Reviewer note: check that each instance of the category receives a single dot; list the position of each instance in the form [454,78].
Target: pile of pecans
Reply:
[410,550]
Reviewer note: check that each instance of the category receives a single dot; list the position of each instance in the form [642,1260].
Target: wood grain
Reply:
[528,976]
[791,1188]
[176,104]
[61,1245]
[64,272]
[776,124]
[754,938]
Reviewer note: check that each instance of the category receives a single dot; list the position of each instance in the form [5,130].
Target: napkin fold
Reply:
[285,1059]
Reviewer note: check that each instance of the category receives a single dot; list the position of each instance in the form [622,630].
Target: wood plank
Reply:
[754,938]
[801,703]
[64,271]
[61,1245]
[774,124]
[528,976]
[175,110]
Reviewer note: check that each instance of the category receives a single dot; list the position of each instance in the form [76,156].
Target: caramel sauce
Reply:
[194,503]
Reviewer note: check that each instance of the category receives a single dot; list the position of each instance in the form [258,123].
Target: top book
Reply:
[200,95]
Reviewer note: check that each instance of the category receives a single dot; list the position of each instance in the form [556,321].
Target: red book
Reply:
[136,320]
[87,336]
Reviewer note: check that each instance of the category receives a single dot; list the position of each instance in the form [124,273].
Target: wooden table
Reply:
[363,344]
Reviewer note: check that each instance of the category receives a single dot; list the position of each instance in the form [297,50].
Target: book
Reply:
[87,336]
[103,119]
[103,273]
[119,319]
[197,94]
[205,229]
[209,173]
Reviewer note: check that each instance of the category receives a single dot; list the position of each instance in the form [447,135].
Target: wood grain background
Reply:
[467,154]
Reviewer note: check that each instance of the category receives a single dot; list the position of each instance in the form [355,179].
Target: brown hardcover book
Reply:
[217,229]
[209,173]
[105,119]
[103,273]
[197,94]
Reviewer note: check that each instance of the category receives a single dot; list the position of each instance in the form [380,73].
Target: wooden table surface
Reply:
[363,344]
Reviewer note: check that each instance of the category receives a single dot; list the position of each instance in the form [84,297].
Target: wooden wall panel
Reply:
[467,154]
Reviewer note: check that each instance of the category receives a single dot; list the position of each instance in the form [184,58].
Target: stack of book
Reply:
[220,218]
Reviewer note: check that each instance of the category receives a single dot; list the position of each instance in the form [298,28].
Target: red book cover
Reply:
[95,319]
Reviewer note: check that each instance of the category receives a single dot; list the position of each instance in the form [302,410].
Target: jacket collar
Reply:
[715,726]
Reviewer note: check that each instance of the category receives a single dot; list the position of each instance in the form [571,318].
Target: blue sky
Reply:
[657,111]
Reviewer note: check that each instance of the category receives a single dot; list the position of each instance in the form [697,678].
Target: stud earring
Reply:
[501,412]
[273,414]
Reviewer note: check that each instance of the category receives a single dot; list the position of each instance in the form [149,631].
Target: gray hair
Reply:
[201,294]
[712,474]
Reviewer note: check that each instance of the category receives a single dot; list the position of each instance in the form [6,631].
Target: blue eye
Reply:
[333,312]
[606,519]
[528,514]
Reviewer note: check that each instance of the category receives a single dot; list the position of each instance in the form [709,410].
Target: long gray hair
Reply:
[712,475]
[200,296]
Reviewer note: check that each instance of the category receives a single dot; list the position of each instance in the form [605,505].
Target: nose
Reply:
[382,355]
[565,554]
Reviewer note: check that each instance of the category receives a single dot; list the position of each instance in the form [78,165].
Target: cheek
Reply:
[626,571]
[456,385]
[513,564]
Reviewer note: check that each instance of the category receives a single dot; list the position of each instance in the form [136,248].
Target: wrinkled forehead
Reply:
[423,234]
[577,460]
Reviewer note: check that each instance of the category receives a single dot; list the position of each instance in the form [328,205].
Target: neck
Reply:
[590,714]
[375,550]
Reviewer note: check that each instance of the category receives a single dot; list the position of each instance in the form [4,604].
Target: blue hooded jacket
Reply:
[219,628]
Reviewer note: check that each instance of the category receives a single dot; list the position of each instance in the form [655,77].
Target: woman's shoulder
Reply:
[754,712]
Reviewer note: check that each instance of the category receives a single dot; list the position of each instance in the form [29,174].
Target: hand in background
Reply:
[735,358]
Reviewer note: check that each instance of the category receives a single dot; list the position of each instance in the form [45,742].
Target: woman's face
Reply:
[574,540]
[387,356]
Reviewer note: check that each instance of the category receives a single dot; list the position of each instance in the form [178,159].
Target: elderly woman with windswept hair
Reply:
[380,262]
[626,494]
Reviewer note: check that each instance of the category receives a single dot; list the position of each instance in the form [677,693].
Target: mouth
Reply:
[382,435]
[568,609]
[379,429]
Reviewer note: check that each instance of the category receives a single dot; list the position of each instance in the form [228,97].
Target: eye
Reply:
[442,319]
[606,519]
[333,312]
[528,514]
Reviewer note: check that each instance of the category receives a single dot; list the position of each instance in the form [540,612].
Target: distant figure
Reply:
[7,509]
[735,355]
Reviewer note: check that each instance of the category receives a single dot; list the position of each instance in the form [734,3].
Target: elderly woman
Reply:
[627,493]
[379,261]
☆ ☆ ☆ ☆ ☆
### [PROBLEM]
Checking the material above line by line, count those that include the string "jacket". Give the number alone.

### [RESPONSE BELOW]
2